---------- Excerpted text ----------

[Swift-devel] auto-coaster bootstrap for stampede cluster

Ketan Maheshwari ketancmaheshwari at gmail.com
Sun Apr 28 00:04:10 CDT 2013


I tested this successfully from communicado into Stampede.

One tricky issue I fell into was that ibrun on Stampede checks for keys in
~/.ssh originally generated by stampede at the time of first login. I
replaced them with my own keypair that I use on other machines.

This was causing the jobs to subtly fail without any explicit error message
on stderr of Swift nor on the gram log.

The issue was resolved after digging into Stampede manual and confirming
with a similar buried post on xsede forum.

Thanks,
Ketan


On Thu, Apr 25, 2013 at 9:25 AM, Michael Wilde <wilde at mcs.anl.gov> wrote:

> David, this sounds great - nice work.
>
> Can you test with multiple, mixed sites and provider and gridftp
> staging? Try e.g. Stampede+trestles(+midway+beagle+kraken)

----------

### [Exercises to complete]
1/ Rewrite the mailing-list post from "This was causing" up to and including "- nice work.", replacing "stderr" with "standard error".
2/ Turn the records, from the line with "Object detection ground-truth generation. Target object: hazy" up to and including the line with "[209,0,420,235]", into a numbered list without blank lines, and omit the pictures.
The mailing-list post and the records that follow it have no connection to each other.

---------- Given records ----------

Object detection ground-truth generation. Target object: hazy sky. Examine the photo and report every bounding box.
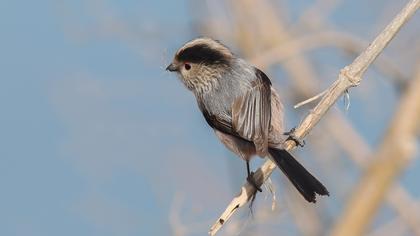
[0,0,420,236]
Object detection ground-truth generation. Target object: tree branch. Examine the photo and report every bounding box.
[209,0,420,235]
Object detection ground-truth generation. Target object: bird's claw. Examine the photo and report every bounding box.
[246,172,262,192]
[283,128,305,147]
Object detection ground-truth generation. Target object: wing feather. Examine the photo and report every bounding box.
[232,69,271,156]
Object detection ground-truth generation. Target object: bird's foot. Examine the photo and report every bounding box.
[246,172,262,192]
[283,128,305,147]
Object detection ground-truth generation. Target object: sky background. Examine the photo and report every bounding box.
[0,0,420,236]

----------
---------- Given records ----------

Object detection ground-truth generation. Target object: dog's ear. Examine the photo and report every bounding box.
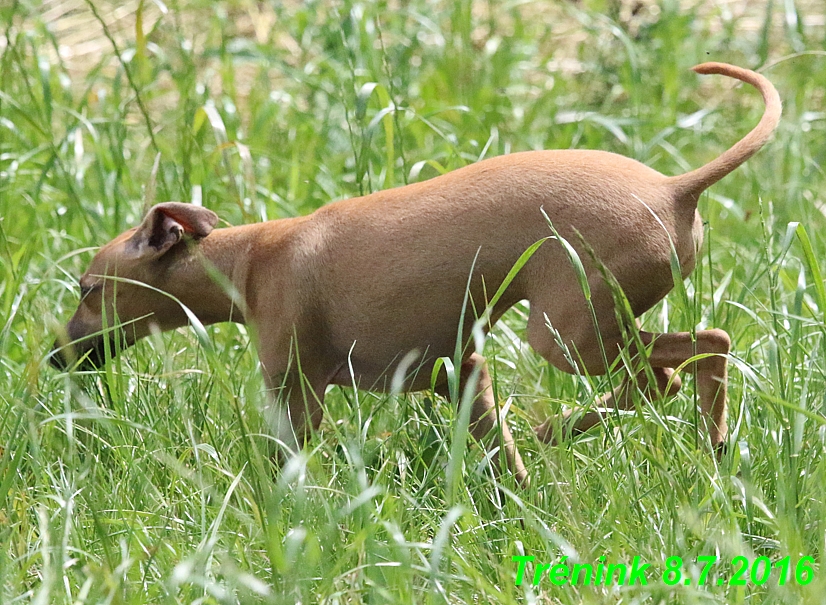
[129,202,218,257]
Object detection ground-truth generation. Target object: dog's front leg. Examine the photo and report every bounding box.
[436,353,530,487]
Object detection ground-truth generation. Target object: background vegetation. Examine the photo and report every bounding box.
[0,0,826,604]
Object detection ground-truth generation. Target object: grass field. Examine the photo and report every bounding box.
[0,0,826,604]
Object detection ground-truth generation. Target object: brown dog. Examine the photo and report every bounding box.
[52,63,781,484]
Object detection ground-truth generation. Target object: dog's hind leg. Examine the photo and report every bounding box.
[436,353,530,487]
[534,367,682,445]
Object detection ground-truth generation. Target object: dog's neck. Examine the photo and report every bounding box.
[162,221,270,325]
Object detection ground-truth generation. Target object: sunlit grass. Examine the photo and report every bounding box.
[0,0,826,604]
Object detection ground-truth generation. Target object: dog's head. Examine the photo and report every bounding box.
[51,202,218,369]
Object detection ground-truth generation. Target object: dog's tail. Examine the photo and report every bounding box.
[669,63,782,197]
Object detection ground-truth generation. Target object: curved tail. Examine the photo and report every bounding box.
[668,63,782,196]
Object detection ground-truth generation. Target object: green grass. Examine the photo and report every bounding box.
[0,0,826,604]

----------
---------- Given records ----------

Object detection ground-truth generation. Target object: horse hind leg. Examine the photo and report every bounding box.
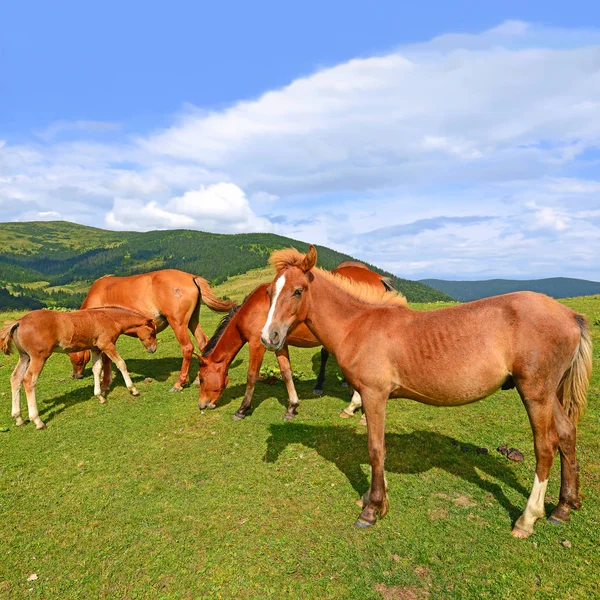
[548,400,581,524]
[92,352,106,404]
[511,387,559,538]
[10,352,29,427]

----------

### [Solutions to the exercise]
1/
This was causing the jobs to subtly fail without any explicit error message
on standard error of Swift nor on the gram log.

The issue was resolved after digging into Stampede manual and confirming
with a similar buried post on xsede forum.

Thanks,
Ketan


On Thu, Apr 25, 2013 at 9:25 AM, Michael Wilde <wilde at mcs.anl.gov> wrote:

> David, this sounds great - nice work.

2/
1. Object detection ground-truth generation. Target object: hazy sky. Examine the photo and report every bounding box.
2. [0,0,420,236]
3. Object detection ground-truth generation. Target object: tree branch. Examine the photo and report every bounding box.
4. [209,0,420,235]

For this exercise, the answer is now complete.